-- AIM --
Swap every "one per line" in the items below for "each on its own line" and write the items out again with nothing else altered.

-- INFORMATION GIVEN --

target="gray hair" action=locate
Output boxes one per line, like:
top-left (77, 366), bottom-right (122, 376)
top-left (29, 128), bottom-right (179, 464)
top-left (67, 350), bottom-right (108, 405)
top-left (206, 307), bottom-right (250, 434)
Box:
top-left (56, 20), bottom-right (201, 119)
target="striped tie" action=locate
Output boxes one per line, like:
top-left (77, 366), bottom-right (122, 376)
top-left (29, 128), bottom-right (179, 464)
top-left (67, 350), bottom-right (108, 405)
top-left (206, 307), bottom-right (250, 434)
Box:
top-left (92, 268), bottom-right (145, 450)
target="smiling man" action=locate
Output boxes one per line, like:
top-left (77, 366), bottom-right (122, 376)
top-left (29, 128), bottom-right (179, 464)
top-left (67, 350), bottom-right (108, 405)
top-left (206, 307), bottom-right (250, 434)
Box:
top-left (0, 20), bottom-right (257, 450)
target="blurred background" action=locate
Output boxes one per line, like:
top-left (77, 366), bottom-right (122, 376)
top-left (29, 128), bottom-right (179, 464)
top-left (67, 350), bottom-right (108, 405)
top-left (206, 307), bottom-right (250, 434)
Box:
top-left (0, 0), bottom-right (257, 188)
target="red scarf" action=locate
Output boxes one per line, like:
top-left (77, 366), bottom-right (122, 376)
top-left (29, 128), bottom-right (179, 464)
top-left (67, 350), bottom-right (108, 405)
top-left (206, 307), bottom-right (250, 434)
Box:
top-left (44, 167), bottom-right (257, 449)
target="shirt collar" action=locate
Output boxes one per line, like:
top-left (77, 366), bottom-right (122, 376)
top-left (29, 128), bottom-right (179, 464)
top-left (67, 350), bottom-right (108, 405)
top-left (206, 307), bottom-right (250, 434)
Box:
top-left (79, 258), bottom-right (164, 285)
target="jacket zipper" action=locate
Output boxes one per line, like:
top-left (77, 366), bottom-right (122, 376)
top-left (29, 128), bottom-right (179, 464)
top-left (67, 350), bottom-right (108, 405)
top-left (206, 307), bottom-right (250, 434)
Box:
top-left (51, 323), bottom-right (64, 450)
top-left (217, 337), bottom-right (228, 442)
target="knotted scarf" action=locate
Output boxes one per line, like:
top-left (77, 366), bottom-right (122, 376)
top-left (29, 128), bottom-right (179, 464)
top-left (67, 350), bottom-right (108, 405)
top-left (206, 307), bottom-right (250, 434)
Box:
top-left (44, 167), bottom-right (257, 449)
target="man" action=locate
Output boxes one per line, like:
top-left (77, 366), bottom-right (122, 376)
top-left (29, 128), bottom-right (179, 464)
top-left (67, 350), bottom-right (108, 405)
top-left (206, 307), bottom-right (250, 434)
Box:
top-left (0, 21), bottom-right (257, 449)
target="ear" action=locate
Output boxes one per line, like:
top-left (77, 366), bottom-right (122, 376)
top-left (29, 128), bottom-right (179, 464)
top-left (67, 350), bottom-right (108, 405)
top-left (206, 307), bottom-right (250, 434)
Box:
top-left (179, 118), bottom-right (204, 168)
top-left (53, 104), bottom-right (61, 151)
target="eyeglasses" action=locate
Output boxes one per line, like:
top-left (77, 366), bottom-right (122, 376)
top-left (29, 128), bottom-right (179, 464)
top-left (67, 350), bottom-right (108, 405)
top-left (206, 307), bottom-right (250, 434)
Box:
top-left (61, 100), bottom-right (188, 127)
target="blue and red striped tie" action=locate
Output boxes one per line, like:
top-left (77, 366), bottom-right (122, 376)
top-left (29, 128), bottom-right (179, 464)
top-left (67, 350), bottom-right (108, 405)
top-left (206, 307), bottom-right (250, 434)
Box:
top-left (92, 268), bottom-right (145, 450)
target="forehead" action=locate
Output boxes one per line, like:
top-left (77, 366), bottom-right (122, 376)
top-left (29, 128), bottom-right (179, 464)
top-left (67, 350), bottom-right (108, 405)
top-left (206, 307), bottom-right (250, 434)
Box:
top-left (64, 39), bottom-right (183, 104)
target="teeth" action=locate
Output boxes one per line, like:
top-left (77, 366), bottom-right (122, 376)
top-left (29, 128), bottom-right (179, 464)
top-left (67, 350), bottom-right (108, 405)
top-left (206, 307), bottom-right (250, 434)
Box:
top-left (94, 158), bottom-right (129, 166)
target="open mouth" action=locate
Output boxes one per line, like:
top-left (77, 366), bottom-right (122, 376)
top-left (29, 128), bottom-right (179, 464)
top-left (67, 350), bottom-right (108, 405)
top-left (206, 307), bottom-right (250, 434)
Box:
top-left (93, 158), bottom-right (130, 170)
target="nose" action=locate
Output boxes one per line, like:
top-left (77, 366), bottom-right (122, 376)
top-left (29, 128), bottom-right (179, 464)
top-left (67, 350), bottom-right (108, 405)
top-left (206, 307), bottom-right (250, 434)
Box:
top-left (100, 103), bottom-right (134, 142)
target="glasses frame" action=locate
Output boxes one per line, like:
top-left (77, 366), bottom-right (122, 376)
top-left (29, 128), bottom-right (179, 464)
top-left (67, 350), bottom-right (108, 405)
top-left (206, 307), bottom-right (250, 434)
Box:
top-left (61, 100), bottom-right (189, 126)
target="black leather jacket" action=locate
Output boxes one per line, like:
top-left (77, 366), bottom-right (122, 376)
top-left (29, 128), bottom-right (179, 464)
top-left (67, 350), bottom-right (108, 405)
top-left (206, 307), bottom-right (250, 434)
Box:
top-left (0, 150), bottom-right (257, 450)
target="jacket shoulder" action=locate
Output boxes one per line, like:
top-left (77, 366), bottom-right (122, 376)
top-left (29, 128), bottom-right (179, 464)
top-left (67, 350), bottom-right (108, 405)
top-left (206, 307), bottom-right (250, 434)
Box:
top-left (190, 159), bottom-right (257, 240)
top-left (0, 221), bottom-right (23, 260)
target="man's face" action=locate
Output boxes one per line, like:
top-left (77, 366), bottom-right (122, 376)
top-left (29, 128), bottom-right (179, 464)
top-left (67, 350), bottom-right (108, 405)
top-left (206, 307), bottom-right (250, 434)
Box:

-- TASK SOLUTION --
target="gray hair" action=locate
Output boxes each on its own line, like:
top-left (77, 366), bottom-right (122, 376)
top-left (29, 128), bottom-right (179, 464)
top-left (67, 350), bottom-right (108, 405)
top-left (206, 307), bottom-right (250, 434)
Box:
top-left (56, 20), bottom-right (201, 119)
target="striped tie" action=locate
Output boxes each on its own line, like:
top-left (77, 366), bottom-right (122, 376)
top-left (29, 128), bottom-right (179, 464)
top-left (67, 350), bottom-right (108, 405)
top-left (206, 307), bottom-right (250, 434)
Box:
top-left (92, 268), bottom-right (145, 450)
target="smiling man" action=locate
Output boxes each on its own line, like:
top-left (77, 366), bottom-right (122, 376)
top-left (29, 128), bottom-right (179, 464)
top-left (67, 350), bottom-right (108, 405)
top-left (206, 307), bottom-right (250, 434)
Box:
top-left (0, 20), bottom-right (257, 450)
target="blurred background" action=locate
Output boxes each on its own line, like:
top-left (77, 366), bottom-right (122, 376)
top-left (29, 128), bottom-right (179, 464)
top-left (67, 350), bottom-right (108, 405)
top-left (206, 307), bottom-right (250, 434)
Box:
top-left (0, 0), bottom-right (257, 188)
target="red scarf" action=locate
Output boxes each on its own line, like:
top-left (77, 366), bottom-right (122, 376)
top-left (29, 128), bottom-right (179, 464)
top-left (67, 350), bottom-right (108, 405)
top-left (206, 307), bottom-right (250, 434)
Box:
top-left (44, 167), bottom-right (257, 449)
target="shirt collar" action=locate
Output boxes each on its own line, like:
top-left (77, 366), bottom-right (122, 376)
top-left (29, 128), bottom-right (179, 464)
top-left (67, 350), bottom-right (108, 405)
top-left (206, 307), bottom-right (250, 434)
Box:
top-left (79, 258), bottom-right (164, 285)
target="jacket zipper" action=locate
Output boxes each on its own line, like:
top-left (77, 366), bottom-right (122, 376)
top-left (29, 128), bottom-right (179, 464)
top-left (67, 350), bottom-right (108, 405)
top-left (206, 307), bottom-right (250, 434)
Box:
top-left (51, 323), bottom-right (64, 450)
top-left (217, 337), bottom-right (228, 442)
target="knotted scarf" action=locate
Output boxes each on its own line, like:
top-left (77, 366), bottom-right (122, 376)
top-left (29, 128), bottom-right (179, 464)
top-left (67, 350), bottom-right (108, 405)
top-left (206, 307), bottom-right (250, 434)
Box:
top-left (44, 167), bottom-right (257, 449)
target="man" action=locate
Output boxes each on its own line, like:
top-left (77, 366), bottom-right (122, 376)
top-left (29, 128), bottom-right (179, 464)
top-left (67, 350), bottom-right (108, 405)
top-left (206, 307), bottom-right (250, 434)
Box:
top-left (0, 21), bottom-right (257, 449)
target="ear" action=locate
Output boxes each on its own line, like:
top-left (77, 366), bottom-right (122, 376)
top-left (29, 128), bottom-right (179, 464)
top-left (67, 350), bottom-right (108, 405)
top-left (206, 307), bottom-right (250, 434)
Box:
top-left (179, 118), bottom-right (204, 168)
top-left (53, 104), bottom-right (61, 151)
target="eyeglasses" action=locate
Output boxes each on its own line, like:
top-left (77, 366), bottom-right (122, 376)
top-left (29, 128), bottom-right (179, 464)
top-left (67, 350), bottom-right (108, 405)
top-left (206, 307), bottom-right (250, 434)
Box:
top-left (61, 100), bottom-right (188, 127)
target="blue and red striped tie" action=locate
Output boxes each on its own line, like:
top-left (77, 366), bottom-right (122, 376)
top-left (29, 128), bottom-right (179, 464)
top-left (67, 350), bottom-right (108, 405)
top-left (206, 307), bottom-right (250, 434)
Box:
top-left (92, 268), bottom-right (145, 450)
target="forehead" action=locate
Output boxes each on its own line, like:
top-left (77, 366), bottom-right (122, 376)
top-left (29, 128), bottom-right (179, 464)
top-left (67, 350), bottom-right (108, 405)
top-left (206, 307), bottom-right (250, 434)
Box:
top-left (64, 39), bottom-right (183, 104)
target="teeth" action=locate
Output boxes each on its own line, like:
top-left (77, 366), bottom-right (122, 376)
top-left (29, 128), bottom-right (179, 464)
top-left (67, 350), bottom-right (108, 405)
top-left (206, 307), bottom-right (250, 434)
Box:
top-left (94, 158), bottom-right (129, 166)
target="open mouth" action=locate
Output boxes each on its own line, like:
top-left (77, 366), bottom-right (122, 376)
top-left (29, 128), bottom-right (179, 464)
top-left (67, 350), bottom-right (108, 405)
top-left (206, 307), bottom-right (250, 434)
Box:
top-left (93, 158), bottom-right (130, 170)
target="nose" action=locate
Output boxes each on its own line, like:
top-left (77, 366), bottom-right (122, 376)
top-left (29, 128), bottom-right (179, 464)
top-left (67, 350), bottom-right (108, 405)
top-left (206, 307), bottom-right (250, 434)
Box:
top-left (100, 103), bottom-right (134, 142)
target="glasses frame" action=locate
Output boxes each on its own line, like:
top-left (77, 366), bottom-right (122, 376)
top-left (29, 128), bottom-right (179, 464)
top-left (67, 350), bottom-right (108, 405)
top-left (206, 307), bottom-right (250, 434)
Box:
top-left (61, 100), bottom-right (189, 126)
target="black leather jacket" action=locate
Output boxes each on its own line, like:
top-left (77, 366), bottom-right (122, 376)
top-left (29, 128), bottom-right (179, 464)
top-left (67, 350), bottom-right (108, 405)
top-left (206, 307), bottom-right (250, 434)
Box:
top-left (0, 150), bottom-right (257, 450)
target="jacket shoulder" action=locate
Output boxes each on its own line, like:
top-left (77, 366), bottom-right (122, 376)
top-left (29, 128), bottom-right (179, 464)
top-left (67, 350), bottom-right (108, 405)
top-left (206, 307), bottom-right (250, 434)
Box:
top-left (190, 159), bottom-right (257, 240)
top-left (0, 221), bottom-right (23, 260)
target="man's face" action=locate
Output boxes each on its own line, like:
top-left (77, 366), bottom-right (122, 376)
top-left (29, 128), bottom-right (179, 464)
top-left (67, 350), bottom-right (108, 405)
top-left (206, 307), bottom-right (250, 434)
Box:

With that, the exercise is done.